■ Stated exercise: Every line in the listing is to be echoed verbatim.

# START OF Materials provided

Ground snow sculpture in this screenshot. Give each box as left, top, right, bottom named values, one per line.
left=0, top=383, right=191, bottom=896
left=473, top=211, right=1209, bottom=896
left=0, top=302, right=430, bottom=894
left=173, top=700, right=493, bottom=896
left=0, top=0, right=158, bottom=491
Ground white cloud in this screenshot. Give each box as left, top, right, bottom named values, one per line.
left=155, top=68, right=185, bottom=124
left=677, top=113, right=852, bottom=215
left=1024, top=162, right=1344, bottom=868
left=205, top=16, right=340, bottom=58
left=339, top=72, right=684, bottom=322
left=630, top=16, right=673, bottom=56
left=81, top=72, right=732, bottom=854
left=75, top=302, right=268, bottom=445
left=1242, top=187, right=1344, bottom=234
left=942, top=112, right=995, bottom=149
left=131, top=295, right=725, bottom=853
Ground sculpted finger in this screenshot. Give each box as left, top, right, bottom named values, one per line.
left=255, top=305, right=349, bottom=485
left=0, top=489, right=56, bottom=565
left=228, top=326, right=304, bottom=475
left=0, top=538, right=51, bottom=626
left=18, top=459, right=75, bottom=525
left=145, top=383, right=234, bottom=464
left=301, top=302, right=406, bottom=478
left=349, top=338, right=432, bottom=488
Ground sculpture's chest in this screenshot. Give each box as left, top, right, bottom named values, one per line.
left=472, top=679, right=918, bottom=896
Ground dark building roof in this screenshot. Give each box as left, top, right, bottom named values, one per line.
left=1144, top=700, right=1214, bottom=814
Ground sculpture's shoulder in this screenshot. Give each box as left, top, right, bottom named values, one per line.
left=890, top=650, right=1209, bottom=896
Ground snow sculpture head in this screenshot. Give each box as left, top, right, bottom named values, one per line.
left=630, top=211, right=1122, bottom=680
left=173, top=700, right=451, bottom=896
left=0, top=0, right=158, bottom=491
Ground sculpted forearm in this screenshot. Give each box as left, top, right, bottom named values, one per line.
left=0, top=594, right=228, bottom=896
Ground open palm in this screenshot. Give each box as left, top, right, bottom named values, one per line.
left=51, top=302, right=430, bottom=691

# END OF Materials provided

■ Answer:
Ground snow sculpture in this screenshot. Give each box as left, top, right, bottom named values, one per line.
left=0, top=383, right=191, bottom=896
left=473, top=211, right=1209, bottom=896
left=0, top=302, right=430, bottom=894
left=173, top=700, right=493, bottom=896
left=0, top=0, right=158, bottom=491
Ground white cloud in this screenshot. Give each box as left, top, right, bottom named values, one per line.
left=155, top=68, right=185, bottom=124
left=677, top=113, right=852, bottom=215
left=1024, top=162, right=1344, bottom=868
left=205, top=16, right=340, bottom=58
left=339, top=72, right=684, bottom=322
left=630, top=16, right=673, bottom=56
left=81, top=72, right=732, bottom=854
left=75, top=302, right=268, bottom=445
left=1242, top=187, right=1344, bottom=234
left=942, top=112, right=995, bottom=149
left=131, top=295, right=725, bottom=853
Ground sculpted finger in this screenshot. Give each box as left, top, right, bottom named values, one per line.
left=255, top=305, right=349, bottom=485
left=0, top=489, right=56, bottom=565
left=228, top=326, right=304, bottom=475
left=0, top=538, right=51, bottom=626
left=18, top=459, right=75, bottom=525
left=145, top=383, right=234, bottom=464
left=301, top=302, right=406, bottom=478
left=349, top=338, right=432, bottom=488
Ground sculpture's chest in this screenshot. Give each box as left, top, right, bottom named values, one per line.
left=472, top=679, right=918, bottom=896
Ground dark building roof in this screenshot. Give each box as left, top, right, bottom named values, one per line.
left=1144, top=700, right=1214, bottom=814
Ground sculpture's shoulder in this screenshot. Give each box as left, top, right, bottom named values, one per line.
left=890, top=650, right=1209, bottom=896
Ground snow sculpture head in this screenshot. Give each box as left, top, right, bottom named values, one per line.
left=630, top=211, right=1122, bottom=680
left=173, top=700, right=451, bottom=896
left=0, top=0, right=158, bottom=491
Ground sculpted forearm in this screenshot. Give each box as left, top, right, bottom named values, one per line.
left=0, top=594, right=228, bottom=896
Ground open palm in this screenshot. Give each box as left, top, right, bottom named values, one per line.
left=51, top=302, right=430, bottom=691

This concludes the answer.